> [Текст страницы]:
——

Особое настроение, исследуемое Овери, – это чувство кризиса и страха, «предчувствие наступающей катастрофы», предвидение конца цивилизации, которое, по его мнению, характеризовало Британию в период между войнами. В подобном настроении нет ничего специфически британского или относящегося исключительно к ХХ веку. В самом деле, за последнее тысячелетие сложно найти такой момент времени, по крайней мере в христианском мире, когда это настроение не имело заметного выражения, как правило в специально созданной эсхатологической терминологии (ее исследовал Норман Кон). Олдос Хаксли, которого цитирует Овери, видит в современной истории «твердую руку Велиала». В европейской истории хватает причин для того, чтобы ощущение, будто «нам» (кто бы ни были эти «мы») угрожают внешние враги или внутренние демоны, не было чем-то исключительным.

——

> [Данные задания]:
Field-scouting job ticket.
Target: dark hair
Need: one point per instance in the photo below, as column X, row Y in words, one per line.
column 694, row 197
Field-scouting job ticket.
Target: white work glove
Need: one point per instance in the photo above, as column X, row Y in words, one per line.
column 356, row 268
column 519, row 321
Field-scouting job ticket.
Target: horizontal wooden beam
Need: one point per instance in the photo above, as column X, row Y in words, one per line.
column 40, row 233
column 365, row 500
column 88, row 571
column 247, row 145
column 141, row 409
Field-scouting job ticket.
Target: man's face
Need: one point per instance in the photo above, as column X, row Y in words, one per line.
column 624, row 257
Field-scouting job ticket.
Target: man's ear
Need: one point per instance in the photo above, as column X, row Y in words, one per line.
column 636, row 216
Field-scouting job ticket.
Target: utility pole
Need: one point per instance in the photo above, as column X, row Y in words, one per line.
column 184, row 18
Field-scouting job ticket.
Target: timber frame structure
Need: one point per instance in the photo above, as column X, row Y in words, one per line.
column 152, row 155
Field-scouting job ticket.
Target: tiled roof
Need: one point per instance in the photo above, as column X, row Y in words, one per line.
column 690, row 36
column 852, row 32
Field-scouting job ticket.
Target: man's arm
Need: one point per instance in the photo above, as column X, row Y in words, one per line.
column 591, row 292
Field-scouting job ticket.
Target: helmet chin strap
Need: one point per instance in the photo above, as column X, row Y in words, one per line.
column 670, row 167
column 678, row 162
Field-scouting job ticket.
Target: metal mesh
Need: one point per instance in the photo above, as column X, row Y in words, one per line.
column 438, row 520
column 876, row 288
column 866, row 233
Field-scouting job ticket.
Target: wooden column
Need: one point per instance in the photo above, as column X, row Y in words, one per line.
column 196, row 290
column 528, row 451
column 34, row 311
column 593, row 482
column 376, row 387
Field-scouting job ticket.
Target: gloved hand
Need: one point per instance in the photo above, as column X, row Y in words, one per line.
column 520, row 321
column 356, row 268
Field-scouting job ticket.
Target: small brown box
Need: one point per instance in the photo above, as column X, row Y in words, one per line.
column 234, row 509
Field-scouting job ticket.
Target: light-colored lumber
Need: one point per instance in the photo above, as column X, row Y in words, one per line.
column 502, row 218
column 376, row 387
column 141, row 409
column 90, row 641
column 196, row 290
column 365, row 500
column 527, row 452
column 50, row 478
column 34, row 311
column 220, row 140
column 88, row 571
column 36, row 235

——

> [Что нужно сделать]:
Допишите текст о чувстве кризиса и страха в межвоенной Британии, которое исследует Овери, начиная сразу после его последнего предложения.

> [Результат выполнения]:
Пионерское исследование в этом жанре, история страха в Западной Европе с XIV до начала XVIII века пера Жана Делюмо (La peur en Occident, 1978), описывает и анализирует «встревоженную» цивилизацию в «ландшафте страха», населенном «болезненными фантазиями», опасностями и эсхатологическими боязнями. Проблема Овери в том, что, в отличие от Делюмо, он не рассматривает эти страхи как реакцию на реальный опыт и реальные опасности, по крайней мере в Великобритании между войнами, где, как принято считать, ни политика, ни общество не рухнули, а цивилизации не угрожал кризис. Откуда же взялся в таком случае «период, известный множеством кассандр и иеремий, которые способствовали возникновению народного образа этих межвоенных лет как времени тревоги, сомнений и страхов»?

Демонстрируя эрудицию, ясность мысли и остроумие, особенно заметные в блистательном выборе цитат, автор «Болезненного времени» распутывает разнообразные нити катастрофических ожиданий – краха капитализма, страхов демографического спада и коррупции, «психоанализа и распада общества», боязни войны. В основном он находит их в письменных свидетельствах (публичных и частных) людей, которых Делюмо (применявший тот же метод) назвал «теми, у кого были слово и власть»: в его случае это было католическое духовенство, у Овери – выборка буржуазных интеллектуалов и рефлексирующих личностей в политическом классе. Попытки спрятаться от ожидаемых катастроф в пацифизме и в том, что автор называет «утопической политикой», рассматриваются в целом как еще один набор симптомов эпидемии пессимизма.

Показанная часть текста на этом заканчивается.